** Baris Data **
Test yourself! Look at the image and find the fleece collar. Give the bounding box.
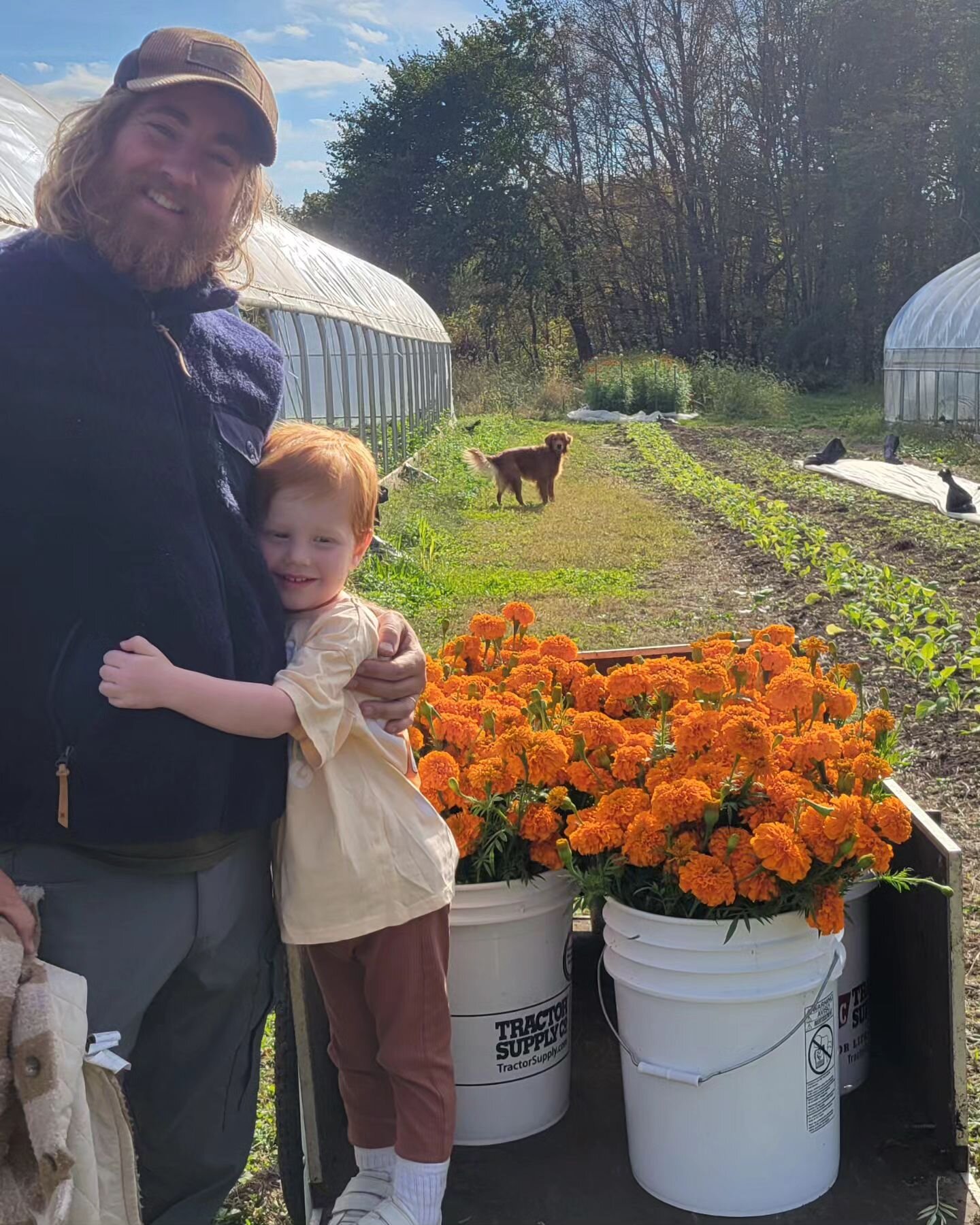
[52,238,238,317]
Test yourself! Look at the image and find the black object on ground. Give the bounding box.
[940,468,977,514]
[806,438,848,464]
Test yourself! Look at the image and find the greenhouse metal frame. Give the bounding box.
[0,76,452,474]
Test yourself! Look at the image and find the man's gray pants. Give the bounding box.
[0,832,279,1225]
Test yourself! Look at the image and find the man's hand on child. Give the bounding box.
[99,637,176,710]
[350,609,425,734]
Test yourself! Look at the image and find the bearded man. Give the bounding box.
[0,29,425,1225]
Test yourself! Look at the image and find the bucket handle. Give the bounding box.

** Perintah **
Saring catatan di atas dan salin setiap baris yang memuat kata "bounding".

** Jawaban Tugas **
Test yourself! Look at the image and find the fleece collar. Give the bounding box.
Test yourself! Look at the image and find the black object on ground. Give the bounding box.
Test yourself! Look at the image and find the greenhouse metal frame. Give the bounding box.
Test yourself! Look at the image and find the man's gray pants. Give the bounding box.
Test yourself! Look at the image and find the man's hand on child. Give the bounding box.
Test yourself! Look at the image and find the bearded man. Give the bounding box.
Test yourself! Look at the image and find the bucket handle. Give the bounding box.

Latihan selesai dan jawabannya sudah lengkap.